Dataset excerpts on object pointing
+ + + + + + +
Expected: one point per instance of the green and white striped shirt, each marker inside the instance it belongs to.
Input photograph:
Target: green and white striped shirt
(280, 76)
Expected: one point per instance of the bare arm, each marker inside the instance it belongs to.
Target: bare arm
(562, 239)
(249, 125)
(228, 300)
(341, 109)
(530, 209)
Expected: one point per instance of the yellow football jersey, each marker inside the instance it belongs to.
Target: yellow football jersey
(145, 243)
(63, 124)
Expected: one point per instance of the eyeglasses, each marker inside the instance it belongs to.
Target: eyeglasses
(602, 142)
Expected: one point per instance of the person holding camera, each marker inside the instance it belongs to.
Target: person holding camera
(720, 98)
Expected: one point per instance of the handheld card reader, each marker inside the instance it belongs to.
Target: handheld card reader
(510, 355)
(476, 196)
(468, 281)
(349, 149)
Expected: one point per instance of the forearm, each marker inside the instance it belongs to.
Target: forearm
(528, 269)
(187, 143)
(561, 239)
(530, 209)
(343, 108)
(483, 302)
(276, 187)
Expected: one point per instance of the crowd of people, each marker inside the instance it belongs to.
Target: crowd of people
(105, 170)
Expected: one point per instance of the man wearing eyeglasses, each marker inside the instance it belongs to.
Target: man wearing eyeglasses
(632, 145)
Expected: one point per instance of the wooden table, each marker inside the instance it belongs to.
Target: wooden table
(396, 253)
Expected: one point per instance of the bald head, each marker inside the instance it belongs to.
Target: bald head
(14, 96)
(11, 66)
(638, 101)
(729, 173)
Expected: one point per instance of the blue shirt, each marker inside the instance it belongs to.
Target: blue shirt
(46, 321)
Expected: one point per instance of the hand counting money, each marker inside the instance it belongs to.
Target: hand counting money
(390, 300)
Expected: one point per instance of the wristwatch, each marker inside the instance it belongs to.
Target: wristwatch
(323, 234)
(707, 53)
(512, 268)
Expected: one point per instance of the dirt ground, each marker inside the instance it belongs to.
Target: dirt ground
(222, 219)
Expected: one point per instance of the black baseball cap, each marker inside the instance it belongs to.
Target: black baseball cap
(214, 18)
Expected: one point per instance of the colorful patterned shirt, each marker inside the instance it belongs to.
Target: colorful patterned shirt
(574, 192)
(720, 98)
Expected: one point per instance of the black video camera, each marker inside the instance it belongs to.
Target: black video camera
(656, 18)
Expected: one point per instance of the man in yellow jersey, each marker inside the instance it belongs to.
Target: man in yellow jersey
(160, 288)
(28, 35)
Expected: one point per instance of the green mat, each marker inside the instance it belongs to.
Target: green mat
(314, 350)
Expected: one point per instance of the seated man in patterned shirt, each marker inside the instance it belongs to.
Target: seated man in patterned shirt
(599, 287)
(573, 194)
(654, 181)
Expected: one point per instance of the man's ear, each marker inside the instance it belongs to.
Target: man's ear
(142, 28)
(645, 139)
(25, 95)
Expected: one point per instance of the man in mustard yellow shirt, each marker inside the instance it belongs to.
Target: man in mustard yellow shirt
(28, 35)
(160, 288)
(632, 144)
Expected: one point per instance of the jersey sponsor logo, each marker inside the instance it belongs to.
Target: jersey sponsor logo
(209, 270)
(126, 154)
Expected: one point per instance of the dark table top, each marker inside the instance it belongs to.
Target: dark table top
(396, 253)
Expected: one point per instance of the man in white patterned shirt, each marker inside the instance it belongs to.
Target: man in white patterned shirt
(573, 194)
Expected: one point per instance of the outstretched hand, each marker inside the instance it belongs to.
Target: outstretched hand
+ + + + + + +
▶ **AIM OF THE TASK**
Find the line that contains "Expected: one point per instance of the green mat, each" in the listing above. Retype it and every line after it up to the last, exactly, and nothing else.

▶ **SOLUTION FOR THIS TASK**
Expected: one point per instance of the green mat, each marker inside the instance it belongs to.
Target: green mat
(314, 350)
Expected: one point per instance of the seated man in patterned shirt, each marker inside the instance it belongs to.
Target: seated man in patterned shirt
(599, 287)
(573, 194)
(654, 181)
Expected: one point per instance of the man's ear, each marker inside the instance it belongs to.
Target: man's ear
(142, 28)
(645, 139)
(25, 95)
Expected: one point per instance of the man in mustard yellow shirt, each marker inside the instance it belongs to.
Target: man in mustard yellow shirt
(28, 35)
(160, 288)
(632, 144)
Expected: one point per instance of the jersey sponsor logo, each marker inside the instance it belongs to.
Target: jersey sponsor logo
(209, 270)
(126, 154)
Expected: one point per instance of the dark table top, each marker inside the instance it belongs to.
Target: dark table top
(396, 253)
Expected: one point per instance of the man in white patterned shirt, each marker inside the instance it belongs to.
Target: man in white patterned shirt
(573, 194)
Expected: one point per instance of the outstretched hand, each marker inside the instance it belongs to.
Target: outstretched hand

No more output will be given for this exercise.